_DATA PROVIDED_:
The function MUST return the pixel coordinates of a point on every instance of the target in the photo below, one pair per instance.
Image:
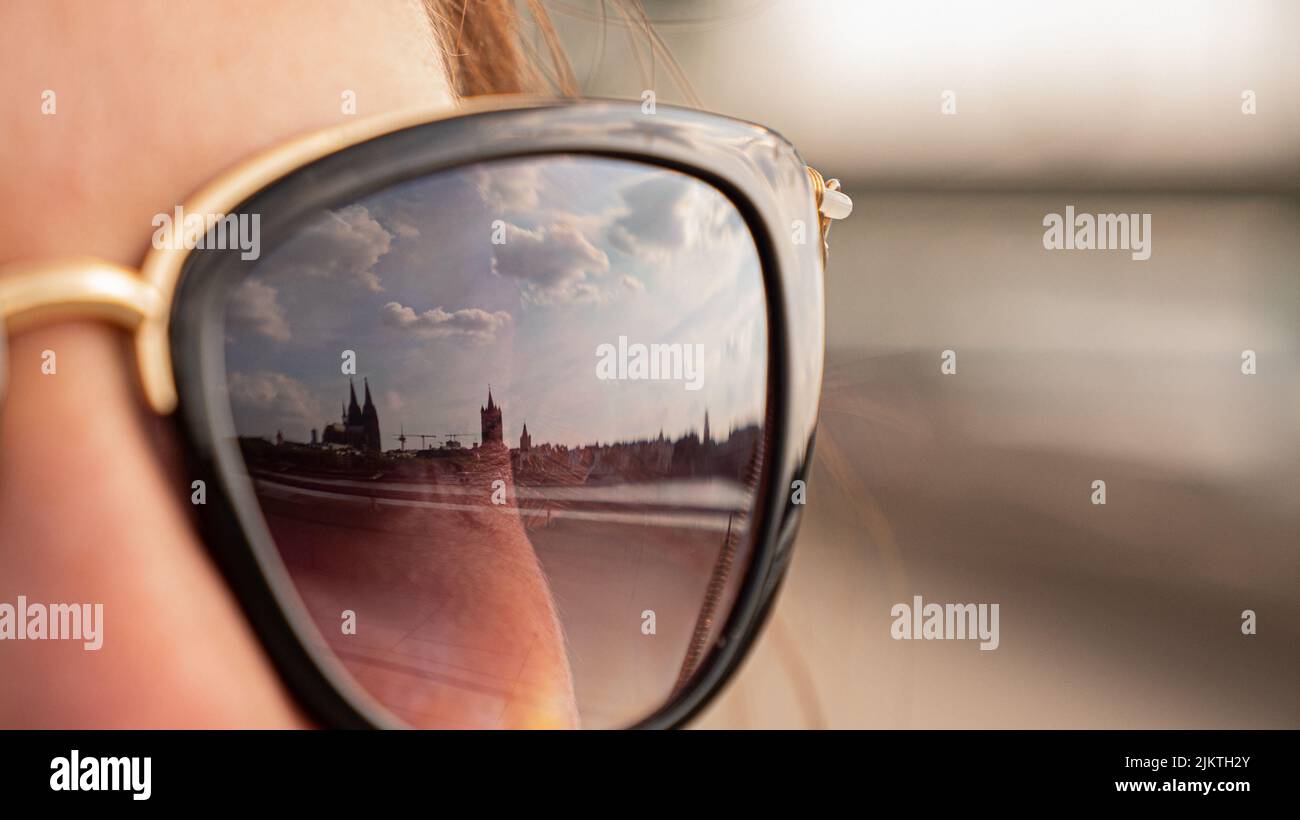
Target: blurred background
(1071, 365)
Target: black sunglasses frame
(758, 170)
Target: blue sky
(411, 280)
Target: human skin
(152, 100)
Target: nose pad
(87, 287)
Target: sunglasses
(603, 330)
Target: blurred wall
(1073, 365)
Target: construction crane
(455, 437)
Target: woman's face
(151, 100)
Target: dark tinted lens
(505, 425)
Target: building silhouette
(360, 424)
(489, 419)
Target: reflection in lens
(505, 426)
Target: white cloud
(511, 186)
(554, 264)
(256, 306)
(345, 244)
(472, 324)
(276, 399)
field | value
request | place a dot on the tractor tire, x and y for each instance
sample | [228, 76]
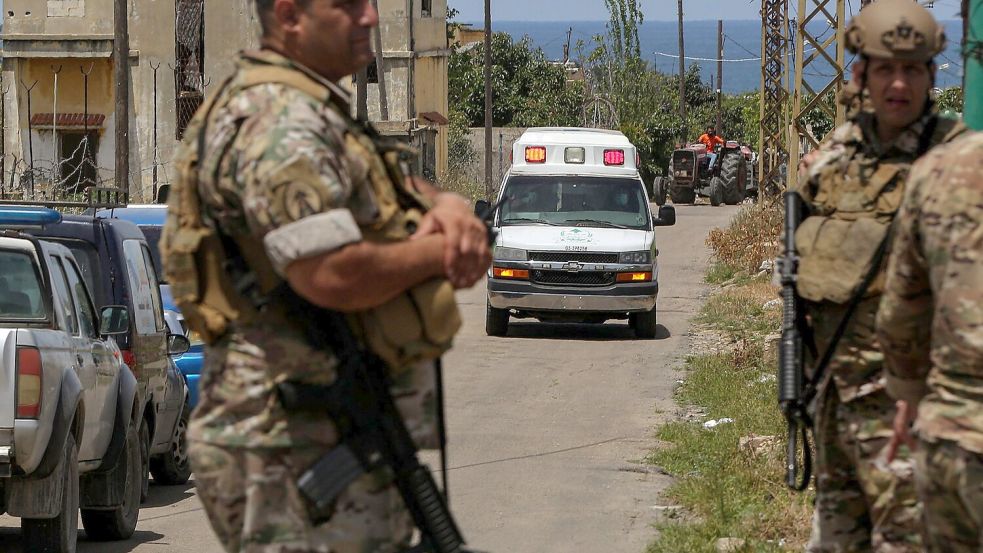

_PROBLEM TO WORK ON_: Search the entries above for lines containing the word "instance", and copy each one.

_EXERCISE RESPONSE_:
The function MUST return the pixel coordinates of a point on every instance of the target in the photo below, one pair per instance.
request | place a dot on the tractor tire, x and y for each instance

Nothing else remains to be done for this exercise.